Passage extrait
**********

Diallo admet la victoire de Condé à la présidentielle en Guinée

CONAKRY (Reuters) – L’ancien Premier ministre Cellou Dalein Diallo a concédé vendredi sa défaite face à l’opposant historique Alpha Condé le 7 novembre au second tour de la première élection présidentielle libre en Guinée depuis son indépendance, il y a plus d’un demi-siècle.

La Cour suprême de l’ancienne colonie française d’Afrique occidentale a rejeté les recours en invalidation des résultats déposés par Diallo, représentant de la principale ethnie du pays, les Peuls, qui était arrivé largement en tête au premier tour avec 44% des suffrages.

« Nos plaintes n’ont pas été prises en compte. Dès lors que la décision de la Cour suprême n’est pas susceptible d’appel, nous n’avons d’autre choix que de nous conformer à la décision prise par l’institution légale supérieure de la République », a déclaré Diallo lors d’une conférence de presse.

Le représentant des Nations unies en Afrique de l’Ouest, Saïd Djinnit, s’est félicité de la résignation de Diallo à sa défaite. Il a dit à Reuters espérer que ce « sens des responsabilités » fasse école ailleurs en Afrique, en particulier en Côte d’Ivoire, où les deux candidats du second tour, Alassasine Ouattara et Laurent Gbagbo, se disputent la victoire.

Conakry, la capitale, était calme vendredi après la fin du suspense électoral qui a sacré l’opposant historique Alpha Condé, 73 ans, comme le premier président librement élu de Guinée, avec une majorité de 52,52% des suffrages – un « come-back » remarquable par rapport à son score de 18% du premier tour.

APAISER LES TENSIONS ETHNIQUES

L’élection marque le retour du pays à un régime civil près de deux ans après le coup d’Etat sanglant du capitaine Moussa Dadis Camara à la faveur de la mort de Lansana Conté, le dictateur qui avait succédé entre 1984 et 2008 au premier président de la Guinée indépendante Sékou Touré, l’homme qui avait dit « non » au général de Gaulle.

**********

[Entrées de la collection]
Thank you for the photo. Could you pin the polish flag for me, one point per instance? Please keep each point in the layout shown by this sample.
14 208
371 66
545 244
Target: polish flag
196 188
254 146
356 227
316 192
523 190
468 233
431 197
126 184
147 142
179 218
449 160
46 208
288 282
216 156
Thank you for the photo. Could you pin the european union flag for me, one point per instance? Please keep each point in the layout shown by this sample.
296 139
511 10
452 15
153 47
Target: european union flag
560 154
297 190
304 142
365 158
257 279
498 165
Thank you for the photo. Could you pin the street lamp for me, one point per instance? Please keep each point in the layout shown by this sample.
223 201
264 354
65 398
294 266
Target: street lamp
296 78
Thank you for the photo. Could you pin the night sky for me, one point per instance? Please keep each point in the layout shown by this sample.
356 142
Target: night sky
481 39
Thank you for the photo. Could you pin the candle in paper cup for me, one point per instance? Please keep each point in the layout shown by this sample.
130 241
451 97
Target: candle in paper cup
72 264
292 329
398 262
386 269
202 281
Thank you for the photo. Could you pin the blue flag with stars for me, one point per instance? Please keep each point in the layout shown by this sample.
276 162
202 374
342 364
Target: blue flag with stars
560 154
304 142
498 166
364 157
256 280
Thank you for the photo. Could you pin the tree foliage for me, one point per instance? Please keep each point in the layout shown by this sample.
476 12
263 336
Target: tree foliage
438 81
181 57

**********

Objectif de l'exercice
Rédigez la suite de l'article sur l'élection présidentielle en Guinée, à partir de sa dernière phrase.

Réponse correcte
« Nous avons tous prié Dieu de nous donner un bon leader. Alpha a gagné. Il nous faut le soutenir », résume Abdoualaye Sylla, un trentenaire habitant à Conakry, où les activités normales avaient repris vendredi en milieu de journée après les violences qui auraient fait une dizaine de morts et plus de 20 blessés depuis la proclamation de la victoire de Condé à la mi-novembre.

Ancien maître-assistant à l’université parisienne de la Sorbonne, Condé fait figure d’opposant historique et a connu l’exil, la prison et l’opprobre. Ses partisans le décrivent comme un esprit brillant; ses adversaires le disent impulsif et radical.

Sous la dictature de Sékou Touré (1958-1984), il est condamné à mort par contumace et emprisonné un temps au camp Boiro, un ancien centre d’internement militaire de Conakry transformé par le régime en prison politique de sinistre mémoire.

Sous le régime de Lansana Conté (1984-2008), il est emprisonné de 1998 à 2003 pour complot en vue de s’emparer du pouvoir. A l’élection présidentielle de 1993, il avait semblé sur le point de battre Conté mais le gouvernement avait annulé une série de votes en sa faveur.

TENSIONS ETHNIQUES

Après la mort de Conté, en décembre 2008, Condé soutient d’abord le coup d’Etat de Camara mais change de camp lorsqu’il devient manifeste que celui-ci cherche à se maintenir au pouvoir.

« On peut dire beaucoup de choses de Condé (…) mais il peut vraiment revendiquer la bataille pour le multipartisme et la démocratie en Guinée », dit Kalifa Gassama Diaby, professeur à Toulouse.

Alpha Condé, qui appartient à l’ethnie Malinké – 35% environ de la population guinéenne – va devoir aujourd’hui assumer une lourde tâche: rétablir un gouvernement civil et constitutionnel dans un pays où les tensions ethniques ont été ravivées par le scrutin.

Il a proposé d’intégrer des partisans de Diallo dans un futur gouvernement d’unité nationale afin d’apaiser les tensions ethniques dans un pays dont la principale richesse est la bauxite et où l’établissement d’un régime civil démocratique serait susceptible de rendre confiance aux investisseurs.

Mais sa capacité à gouverner un pays dévasté par des années de gabegie et de corruption sera observée de près par les partenaires de la Guinée, qui détient le tiers des réserves de minerai d’aluminium connues au monde et de considérables gisements de minerai de fer.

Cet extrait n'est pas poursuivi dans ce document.